>> Start RECORD LIST

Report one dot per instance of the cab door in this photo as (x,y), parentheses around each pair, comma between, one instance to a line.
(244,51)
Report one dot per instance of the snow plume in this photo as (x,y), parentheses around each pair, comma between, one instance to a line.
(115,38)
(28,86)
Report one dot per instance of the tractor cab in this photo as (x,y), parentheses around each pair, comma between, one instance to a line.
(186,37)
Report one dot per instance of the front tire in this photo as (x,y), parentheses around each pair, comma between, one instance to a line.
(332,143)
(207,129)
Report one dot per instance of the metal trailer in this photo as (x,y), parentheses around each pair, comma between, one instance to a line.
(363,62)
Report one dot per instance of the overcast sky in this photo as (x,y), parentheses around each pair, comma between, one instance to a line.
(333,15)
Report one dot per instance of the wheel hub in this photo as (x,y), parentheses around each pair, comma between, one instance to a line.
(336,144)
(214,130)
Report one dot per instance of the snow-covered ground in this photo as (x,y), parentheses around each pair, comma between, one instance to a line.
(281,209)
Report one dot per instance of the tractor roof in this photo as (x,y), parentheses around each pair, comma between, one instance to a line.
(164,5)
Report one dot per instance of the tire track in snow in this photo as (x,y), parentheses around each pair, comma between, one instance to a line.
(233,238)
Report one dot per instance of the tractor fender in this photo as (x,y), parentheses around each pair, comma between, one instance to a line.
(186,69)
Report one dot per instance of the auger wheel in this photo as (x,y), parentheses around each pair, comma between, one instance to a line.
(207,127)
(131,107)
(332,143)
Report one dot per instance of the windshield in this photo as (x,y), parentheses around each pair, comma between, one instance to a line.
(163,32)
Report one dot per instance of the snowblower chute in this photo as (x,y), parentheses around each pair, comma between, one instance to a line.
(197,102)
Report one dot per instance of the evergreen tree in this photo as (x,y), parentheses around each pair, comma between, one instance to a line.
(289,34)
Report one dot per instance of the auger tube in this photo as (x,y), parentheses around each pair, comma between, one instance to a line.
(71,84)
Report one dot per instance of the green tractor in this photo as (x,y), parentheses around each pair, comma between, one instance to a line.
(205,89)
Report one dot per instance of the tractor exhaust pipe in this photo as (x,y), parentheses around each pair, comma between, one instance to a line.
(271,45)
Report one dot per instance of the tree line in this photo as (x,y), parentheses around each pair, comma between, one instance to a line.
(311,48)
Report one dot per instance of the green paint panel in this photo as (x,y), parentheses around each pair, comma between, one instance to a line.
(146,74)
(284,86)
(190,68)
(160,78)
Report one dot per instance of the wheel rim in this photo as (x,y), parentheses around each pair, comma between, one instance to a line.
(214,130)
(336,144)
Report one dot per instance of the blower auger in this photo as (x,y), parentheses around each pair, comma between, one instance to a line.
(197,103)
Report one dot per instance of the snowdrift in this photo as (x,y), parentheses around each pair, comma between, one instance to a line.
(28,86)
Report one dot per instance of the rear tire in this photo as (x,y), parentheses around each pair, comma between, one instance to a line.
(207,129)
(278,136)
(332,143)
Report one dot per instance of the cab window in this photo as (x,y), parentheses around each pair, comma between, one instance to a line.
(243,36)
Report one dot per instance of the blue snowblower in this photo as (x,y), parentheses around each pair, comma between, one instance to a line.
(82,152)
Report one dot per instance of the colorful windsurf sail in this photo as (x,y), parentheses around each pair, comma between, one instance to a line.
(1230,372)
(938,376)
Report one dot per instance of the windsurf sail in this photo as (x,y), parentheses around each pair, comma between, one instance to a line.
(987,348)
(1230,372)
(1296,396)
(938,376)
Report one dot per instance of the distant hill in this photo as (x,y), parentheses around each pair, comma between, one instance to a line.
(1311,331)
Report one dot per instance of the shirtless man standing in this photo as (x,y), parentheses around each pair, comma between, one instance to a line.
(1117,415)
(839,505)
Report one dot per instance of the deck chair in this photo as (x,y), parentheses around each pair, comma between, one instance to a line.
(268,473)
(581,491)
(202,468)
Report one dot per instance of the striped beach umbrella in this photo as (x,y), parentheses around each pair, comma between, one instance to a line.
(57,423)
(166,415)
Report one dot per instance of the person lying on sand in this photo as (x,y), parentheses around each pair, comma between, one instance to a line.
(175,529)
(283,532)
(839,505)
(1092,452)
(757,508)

>> End RECORD LIST

Reproduce the entire listing above verbatim, character for character.

#### [EXPECTED ANSWER]
Report one dot per instance of the cab door in this photo as (x,y), parentheses around each pair, comma between, one instance to a line.
(244,51)
Report one dot per instance of the snow plume in this photo as (x,y), parentheses around each pair, comma between, one instance to a line.
(115,38)
(28,86)
Report one dot per instance of the tractor cab in this photo as (x,y), parentheses around each pair, comma between, one instance to a line.
(186,37)
Report one dot per instance of the front tire in this photo as (x,y), parentheses around each pair, comma between, one instance to a line.
(332,143)
(207,129)
Report one dot per instance of the metal trailer in this photo as (x,y), parentheses around each pair, comma between, one instance to a line.
(363,62)
Report one dot per instance of the overcast sky in this photo as (x,y), parentheses around each pair, comma between, one instance to a line.
(333,15)
Report one dot per instance of the wheel hub in this photo as (x,y), parentheses around each pair, comma between, one instance to a line.
(336,144)
(214,130)
Report one dot per instance of the snow-covered ground in this photo as (x,y), parentheses around each pair, comma between, one instance to a line.
(281,209)
Report one dot per instance of the tractor roof in this photo as (x,y), parentheses around each pair, comma between, one instance to a line.
(164,5)
Report one dot per instance of the tire track in snow in this photo as (x,y), parentheses around each pair, comma between, one instance to a line.
(233,238)
Report one dot per instance of the tractor fender in this photo as (x,y), parentheses around each pair, comma between, one instance to a line.
(186,69)
Report one dot per instance of the auger wheel in this photo as (x,y), parentheses around each pair, comma between, one instance to a line.
(207,127)
(131,107)
(332,143)
Report one dot per instance of the windshield in this photo as (x,y), parentheses around each pair, comma between, one instance to a line.
(163,32)
Report one dot per instance of the snowblower chute in this photo as (x,y), parentheses around each pair, comma between, one instance to a line.
(197,102)
Report one dot per instance of the evergreen tree in this photo as (x,y), parentheses around each pair, comma between, one instance to a line.
(289,34)
Report one dot per instance of the auger tube in this photo as (x,y), parentheses around each pair, comma between, one instance to a line.
(71,84)
Report one dot per instance of the green tractor in this photo as (x,y), parentheses around each pair, comma between, one instance to a line.
(205,89)
Report one dot per instance of the tractor exhaust pipe in this photo as (x,y), parentheses around each pair, comma between, one instance to a line.
(271,45)
Report one dot per instance of the tree line in this photo as (x,y), parentheses around each pair, comma between, one instance to a line.
(311,48)
Report one dot per instance of the green paint panel in this photo as (x,y), parentheses around each pair, comma between, one instance to a line.
(146,74)
(284,86)
(190,68)
(160,78)
Report one dot per instance of the wheel rim in this photo as (x,y), parentheses around each pair, comma between, one instance to a line.
(214,130)
(336,144)
Report one dot per instance of the blower auger in this photo as (x,y), parentheses around each pair, comma between, one instance to a line.
(197,103)
Report one dot per instance of the snowdrift in this photo as (x,y), parentheses around each pair, comma between, one instance to a line.
(28,86)
Report one dot per instance of the rear tire in this photo as (x,y), parentheses around each pair, comma between, one instance to a line.
(207,129)
(278,136)
(332,143)
Report one dot per instance of the cab window in this photo as (x,y), parentheses around each pair, comma between, one instance to a line.
(243,36)
Report one dot per instance of the blue snowblower in this photo as (x,y), parentheses around each pair, comma between, one instance to a line.
(82,152)
Report one dot per instance of the colorful windsurf sail in this photo as (x,y), parentheses around each pair, comma between, one instance to a line.
(1230,372)
(938,376)
Report one dot per instance of the windsurf sail in this photo as (x,y), parentheses around each pair, comma between, one instance to a line.
(987,348)
(1230,372)
(1296,396)
(938,376)
Report one dot per instance of the distant hill in this photo as (x,y), parentheses around each pair, comma between, one instance to a line.
(1311,331)
Report one dot per instance of the shirtless man standing in this photo as (x,y), parentheses around each pair, comma between, one instance to a line.
(1117,415)
(839,505)
Report one dot per instance of the deck chair in this photo as (x,y), parentheses around each pair, comma between, one instance to a line.
(268,473)
(581,491)
(202,468)
Report one dot per instance of the striped beach umbrella in this photo as (x,y), parentheses around each pair, comma between, one instance to a line.
(57,423)
(166,415)
Report one dot per instance of the person lying on sand in this photo as (x,y), parentheses around each pair, comma between, one instance to a line.
(175,529)
(283,532)
(839,505)
(1092,452)
(757,508)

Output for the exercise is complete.